***** Records *****

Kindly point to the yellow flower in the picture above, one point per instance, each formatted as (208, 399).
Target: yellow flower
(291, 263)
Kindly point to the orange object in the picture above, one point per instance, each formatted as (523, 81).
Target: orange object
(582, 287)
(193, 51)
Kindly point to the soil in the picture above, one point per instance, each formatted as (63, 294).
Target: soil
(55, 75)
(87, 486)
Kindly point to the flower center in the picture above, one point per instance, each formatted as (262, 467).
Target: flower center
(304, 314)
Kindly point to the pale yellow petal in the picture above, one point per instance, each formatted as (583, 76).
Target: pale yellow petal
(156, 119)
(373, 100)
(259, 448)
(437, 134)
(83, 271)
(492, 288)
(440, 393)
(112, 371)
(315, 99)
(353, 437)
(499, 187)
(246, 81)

*****

◆ Work instructions: Put the entries from the line containing "Kindly point to the pale" through the end of the entries, inclusive, into a two-column CSV with the headers instruction and points, one row per entry. Place each entry's text and its answer in their own quoted field, with line breaks replaced by spaces.

◆ Task result:
instruction,points
"Kindly point to the pale yellow petal in the picture above, one point per instance, each formatted as (583, 76). Target: pale yellow petal","(156, 119) (373, 100) (259, 448) (437, 134) (83, 271) (492, 288) (440, 393) (112, 371) (315, 99) (353, 437) (499, 187) (246, 81)"